== DIRECTION A ==
Gather every line of the entries that contains the word "wall", matching case exactly.

The First 50 Years of JCIE
In 1970, the Japan Center for International Exchange (JCIE) was established as one of the first independent international affairs institutes in Japan. Its sister organization, JCIE/USA, was launched in New York five years later as an American nonprofit organization.
At the time in Japan, the concept of a nongovernmental institution independent of government or business control becoming active in foreign policy and international political exchange was considered revolutionary. The organization was founded by 34-year old Tadashi Yamamoto, who earlier, during his studies in the United States, had been inspired by the activism and call to duty of John F. Kennedy and Martin Luther King Jr., and sought to bring that sense of hope for a more peaceful international order to Japan’s relations with the United States and the world. Yamamoto led JCIE until his death in 2012, growing it into one of the country’s most prominent international affairs institutes.

== AVAILABLE DATA ==
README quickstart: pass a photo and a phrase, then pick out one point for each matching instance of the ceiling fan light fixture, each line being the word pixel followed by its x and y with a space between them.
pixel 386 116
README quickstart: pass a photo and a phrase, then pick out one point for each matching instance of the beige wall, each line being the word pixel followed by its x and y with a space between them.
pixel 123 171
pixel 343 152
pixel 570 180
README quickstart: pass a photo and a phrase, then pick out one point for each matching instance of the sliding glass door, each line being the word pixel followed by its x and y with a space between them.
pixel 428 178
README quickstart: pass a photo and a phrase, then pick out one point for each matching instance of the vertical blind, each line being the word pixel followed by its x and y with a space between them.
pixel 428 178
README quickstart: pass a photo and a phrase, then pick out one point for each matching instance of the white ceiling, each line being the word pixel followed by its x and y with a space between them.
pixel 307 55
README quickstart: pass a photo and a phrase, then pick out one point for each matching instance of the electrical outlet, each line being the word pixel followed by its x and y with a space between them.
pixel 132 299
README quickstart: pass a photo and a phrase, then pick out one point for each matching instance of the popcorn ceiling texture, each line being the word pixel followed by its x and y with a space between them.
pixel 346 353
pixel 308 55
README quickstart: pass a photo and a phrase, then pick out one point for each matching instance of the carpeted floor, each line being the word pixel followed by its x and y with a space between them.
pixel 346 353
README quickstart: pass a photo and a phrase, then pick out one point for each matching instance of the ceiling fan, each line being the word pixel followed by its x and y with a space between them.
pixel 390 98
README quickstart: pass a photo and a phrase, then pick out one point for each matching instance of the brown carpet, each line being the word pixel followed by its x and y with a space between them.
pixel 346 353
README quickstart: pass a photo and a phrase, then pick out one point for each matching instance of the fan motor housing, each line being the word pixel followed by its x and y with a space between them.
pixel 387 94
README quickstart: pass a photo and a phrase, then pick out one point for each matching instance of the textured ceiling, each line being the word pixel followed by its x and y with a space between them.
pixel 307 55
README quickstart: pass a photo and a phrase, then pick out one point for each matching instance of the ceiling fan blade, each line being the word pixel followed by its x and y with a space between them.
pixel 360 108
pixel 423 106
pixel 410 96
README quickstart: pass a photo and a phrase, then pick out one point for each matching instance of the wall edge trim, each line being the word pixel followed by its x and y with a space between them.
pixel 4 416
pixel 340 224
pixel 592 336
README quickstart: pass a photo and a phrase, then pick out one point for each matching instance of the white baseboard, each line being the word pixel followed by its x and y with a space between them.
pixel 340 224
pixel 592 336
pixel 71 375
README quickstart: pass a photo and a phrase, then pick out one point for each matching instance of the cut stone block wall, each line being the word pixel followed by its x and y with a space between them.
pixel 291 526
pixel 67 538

== DIRECTION B ==
For each statement below, say whether it agrees with the JCIE history, answering yes or no and quoting the words of the JCIE history that decide it. (i) JCIE was established in 1970. (ii) Tadashi Yamamoto was 40 years old when he founded the organization. (iii) JCIE/USA was launched in Washington.

== ANSWER A ==
README quickstart: pass a photo and a phrase, then pick out one point for each matching instance of the beige wall, each line being the word pixel followed by its x and y with a space between them.
README quickstart: pass a photo and a phrase, then pick out one point for each matching instance of the wall edge trim, each line being the word pixel followed by its x and y with a space between them.
README quickstart: pass a photo and a phrase, then pick out one point for each matching instance of the cut stone block wall, each line being the word pixel followed by its x and y with a space between them.

== ANSWER B ==
(i) Yes: "In 1970, the Japan Center for International Exchange (JCIE) was established"
(ii) No: "The organization was founded by 34-year old Tadashi Yamamoto"
(iii) No: "JCIE/USA, was launched in New York five years later"